>> Begin

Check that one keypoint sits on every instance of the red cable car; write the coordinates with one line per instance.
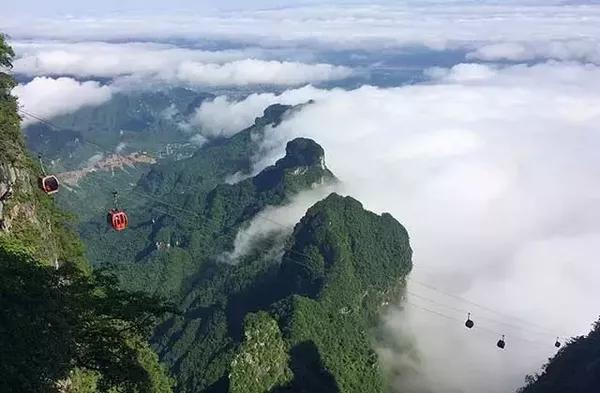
(116, 217)
(47, 183)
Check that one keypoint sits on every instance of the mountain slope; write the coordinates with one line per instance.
(574, 369)
(62, 326)
(342, 263)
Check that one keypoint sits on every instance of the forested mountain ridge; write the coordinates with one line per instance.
(574, 369)
(316, 305)
(63, 327)
(139, 121)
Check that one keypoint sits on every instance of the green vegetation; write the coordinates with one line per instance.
(575, 368)
(62, 326)
(56, 320)
(342, 263)
(261, 363)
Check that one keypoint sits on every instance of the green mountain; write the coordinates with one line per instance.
(311, 310)
(63, 327)
(574, 369)
(140, 121)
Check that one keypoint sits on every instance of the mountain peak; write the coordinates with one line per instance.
(302, 152)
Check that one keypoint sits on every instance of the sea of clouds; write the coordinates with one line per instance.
(491, 164)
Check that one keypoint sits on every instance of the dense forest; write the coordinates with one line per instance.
(575, 368)
(170, 304)
(63, 326)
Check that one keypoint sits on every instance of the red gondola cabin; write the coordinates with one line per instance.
(117, 219)
(48, 184)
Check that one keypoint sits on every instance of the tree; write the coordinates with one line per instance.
(55, 321)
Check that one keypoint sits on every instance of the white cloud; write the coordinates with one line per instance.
(258, 72)
(144, 62)
(582, 49)
(494, 172)
(103, 59)
(275, 223)
(48, 97)
(504, 29)
(224, 116)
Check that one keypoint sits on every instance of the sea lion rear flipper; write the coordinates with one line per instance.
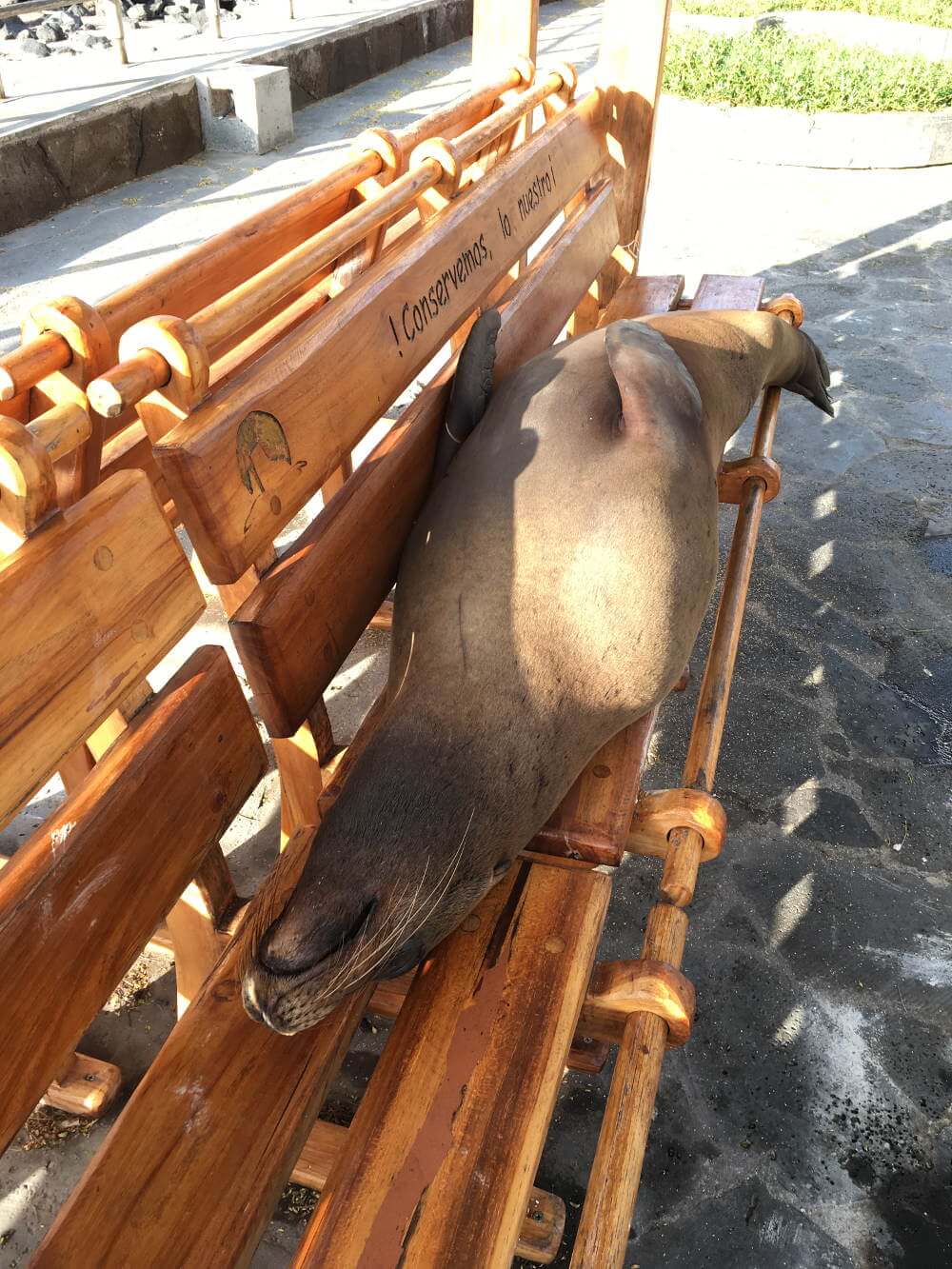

>> End

Lay out the lines starting at the one that contains "Check that one keypoint sits on every instance of the tree;" and ending at the last of the lines above as a numbered list. Skip blank lines and leave out the pictures.

1. Check that one keypoint sits on every instance of the tree; write the coordinates with one line per instance.
2. (55, 321)
3. Check that one keypoint sits on every instance of the white cloud; write the coordinates with one line per instance.
4. (258, 72)
5. (144, 62)
6. (582, 49)
7. (494, 172)
8. (103, 59)
9. (275, 223)
10. (48, 97)
11. (504, 29)
12. (224, 116)
13. Check that one keypoint sits on every instance of the sea lion rear flipper; write the coordinates with one line per instance.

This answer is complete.